→ PAGE
* BEGIN *
The order also includes equipping eight of these 14 rigs with TESCO's
proprietary Casing Drive System(TM) (CDS(TM)).
- During Q4 2007 we delivered 12 units to our rental fleet, which
stands at 110 units at year-end 2007 and is up from 104 units at the
end of September 2007 and down from 115 units at December 31, 2006.
Subject to market conditions, during 2008 we intend to increase our
rental fleet by approximately 10 units primarily outside North
America. Additionally, subject to market conditions, we intend to
revitalize our Top Drive rental fleet by selling certain used units
and replacing them with newer models.
- Operating days for the Top Drive rental fleet decreased to 5,978 in
Q4 2007 compared to 6,138 in Q3 2007 and 5,984 in Q4 2006. The
decrease in Q4 2007 compared to Q3 2007 was primarily due to units
being removed from the rental fleet in Q4 2007 in preparation for
sale prior to new rental units being mobilized and added to the
rental fleet.
- Our Top Drive margins increased $2.1 million in Q4 2007 compared to
Q3 2007 as a result of the sale of more used units and the reversal
of $1.6 million in warranty reserves recorded in 2005 and 2006,
partially offset by fewer new unit sales and a margin decrease in our
rental activities. In Q3 2007 we also reversed $0.6 million in
certain warranty reserves recorded in 2006.
Casing Services Segment
-----------------------
- Revenues from the Casing Services segment for Q4 2007 were
$46.7 million, an increase of $4.8 million from Q3 2007 primarily
related to increased project activities associated with CASING
DRILLING(R). Our Tubular Services revenues for both conventional and
proprietary activities increased slightly in Q4 2007 compared to
Q3 2007. CASING DRILLING(R) set a new quarterly record for non-rig
services at $6.3 million. Included in our Q4 2007 CASING DRILLING(R)
revenues was $1.0 million for mobilization efforts for an offshore
project in Norway which has been indefinitely suspended.
* END *
→ WHAT YOU SHOULD DO
Rewrite the part of the report starting at "The order also" and ending at "with newer models.", putting "leasing fleet" in place of "rental fleet" each time it occurs. Work from the report alone.

→ DATASET EXTRACT
* BEGIN *
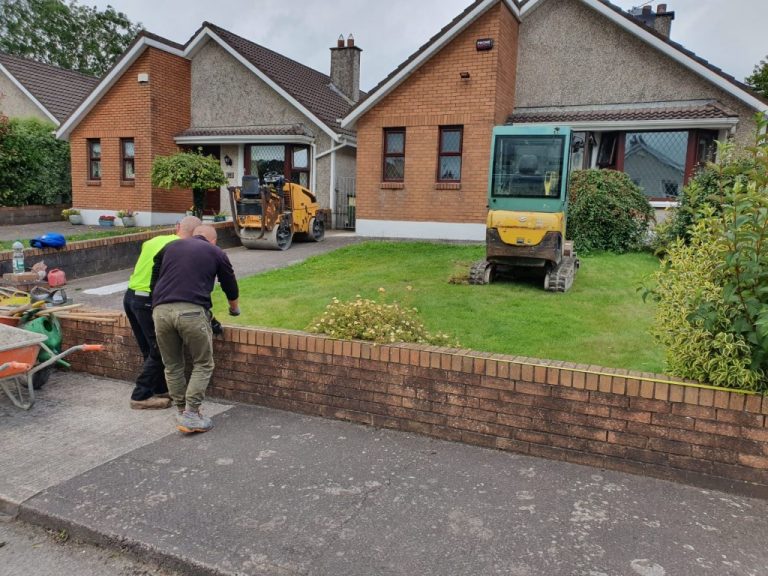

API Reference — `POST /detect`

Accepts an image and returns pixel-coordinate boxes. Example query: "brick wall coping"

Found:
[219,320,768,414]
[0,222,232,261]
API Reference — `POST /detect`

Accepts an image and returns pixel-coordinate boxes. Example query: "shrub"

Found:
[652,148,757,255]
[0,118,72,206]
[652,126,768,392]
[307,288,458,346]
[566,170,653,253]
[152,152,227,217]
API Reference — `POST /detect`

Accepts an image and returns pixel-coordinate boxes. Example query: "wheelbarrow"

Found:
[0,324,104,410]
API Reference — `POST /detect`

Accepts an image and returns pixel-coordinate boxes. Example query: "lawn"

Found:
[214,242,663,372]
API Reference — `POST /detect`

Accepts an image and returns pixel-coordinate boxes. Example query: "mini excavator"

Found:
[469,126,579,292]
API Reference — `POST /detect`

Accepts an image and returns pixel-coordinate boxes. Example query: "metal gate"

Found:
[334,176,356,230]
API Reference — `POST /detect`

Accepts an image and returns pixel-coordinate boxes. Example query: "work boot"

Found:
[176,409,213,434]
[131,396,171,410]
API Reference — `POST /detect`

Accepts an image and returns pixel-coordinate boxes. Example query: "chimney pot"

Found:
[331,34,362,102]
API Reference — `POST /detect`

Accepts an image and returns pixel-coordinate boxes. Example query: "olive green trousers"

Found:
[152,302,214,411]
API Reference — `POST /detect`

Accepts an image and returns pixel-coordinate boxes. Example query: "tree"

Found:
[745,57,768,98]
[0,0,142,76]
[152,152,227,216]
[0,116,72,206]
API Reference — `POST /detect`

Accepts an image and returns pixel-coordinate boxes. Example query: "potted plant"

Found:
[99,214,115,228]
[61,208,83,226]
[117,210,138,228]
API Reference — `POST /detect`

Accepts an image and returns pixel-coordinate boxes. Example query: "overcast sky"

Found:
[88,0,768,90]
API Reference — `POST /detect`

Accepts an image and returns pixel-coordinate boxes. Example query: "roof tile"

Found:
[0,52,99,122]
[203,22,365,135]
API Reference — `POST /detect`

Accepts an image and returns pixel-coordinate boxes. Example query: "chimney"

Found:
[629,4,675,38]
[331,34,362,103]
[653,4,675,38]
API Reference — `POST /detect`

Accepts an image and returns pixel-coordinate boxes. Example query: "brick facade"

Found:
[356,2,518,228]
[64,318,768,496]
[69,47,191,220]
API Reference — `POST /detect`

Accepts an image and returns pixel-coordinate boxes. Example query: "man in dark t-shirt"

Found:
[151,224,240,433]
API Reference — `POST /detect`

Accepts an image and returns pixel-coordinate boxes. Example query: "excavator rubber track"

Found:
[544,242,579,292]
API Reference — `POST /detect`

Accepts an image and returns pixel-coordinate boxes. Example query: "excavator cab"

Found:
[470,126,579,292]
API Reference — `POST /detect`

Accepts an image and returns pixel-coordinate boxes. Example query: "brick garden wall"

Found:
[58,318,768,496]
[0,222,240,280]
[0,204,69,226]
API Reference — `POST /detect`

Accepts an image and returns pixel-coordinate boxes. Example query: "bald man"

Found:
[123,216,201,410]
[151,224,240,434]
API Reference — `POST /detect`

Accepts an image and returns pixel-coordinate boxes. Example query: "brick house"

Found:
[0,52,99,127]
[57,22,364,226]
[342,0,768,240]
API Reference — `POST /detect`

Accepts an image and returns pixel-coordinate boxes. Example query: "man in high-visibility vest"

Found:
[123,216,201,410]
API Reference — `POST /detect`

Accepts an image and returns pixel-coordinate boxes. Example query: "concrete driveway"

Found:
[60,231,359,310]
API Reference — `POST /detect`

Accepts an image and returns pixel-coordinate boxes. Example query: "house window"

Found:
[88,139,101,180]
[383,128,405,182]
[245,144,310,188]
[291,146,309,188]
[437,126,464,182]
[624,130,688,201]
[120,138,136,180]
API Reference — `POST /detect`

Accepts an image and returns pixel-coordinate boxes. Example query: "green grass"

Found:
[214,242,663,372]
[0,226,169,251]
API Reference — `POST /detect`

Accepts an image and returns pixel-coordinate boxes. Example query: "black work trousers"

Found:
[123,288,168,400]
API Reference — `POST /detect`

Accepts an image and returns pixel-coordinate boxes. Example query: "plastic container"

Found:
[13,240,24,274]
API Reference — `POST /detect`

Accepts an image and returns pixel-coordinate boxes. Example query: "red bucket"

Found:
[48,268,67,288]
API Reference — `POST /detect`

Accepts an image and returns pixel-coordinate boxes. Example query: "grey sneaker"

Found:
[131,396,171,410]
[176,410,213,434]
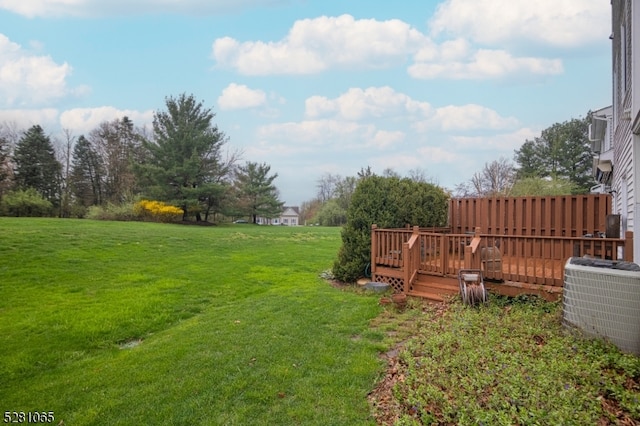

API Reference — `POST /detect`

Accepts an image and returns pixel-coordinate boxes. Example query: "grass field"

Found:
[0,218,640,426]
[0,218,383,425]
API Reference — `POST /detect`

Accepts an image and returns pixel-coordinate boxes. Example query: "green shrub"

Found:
* END *
→ RESULT OF THE TASK
The order also includes equipping eight of these 14 rigs with TESCO's
proprietary Casing Drive System(TM) (CDS(TM)).
- During Q4 2007 we delivered 12 units to our leasing fleet, which
stands at 110 units at year-end 2007 and is up from 104 units at the
end of September 2007 and down from 115 units at December 31, 2006.
Subject to market conditions, during 2008 we intend to increase our
leasing fleet by approximately 10 units primarily outside North
America. Additionally, subject to market conditions, we intend to
revitalize our Top Drive leasing fleet by selling certain used units
and replacing them with newer models.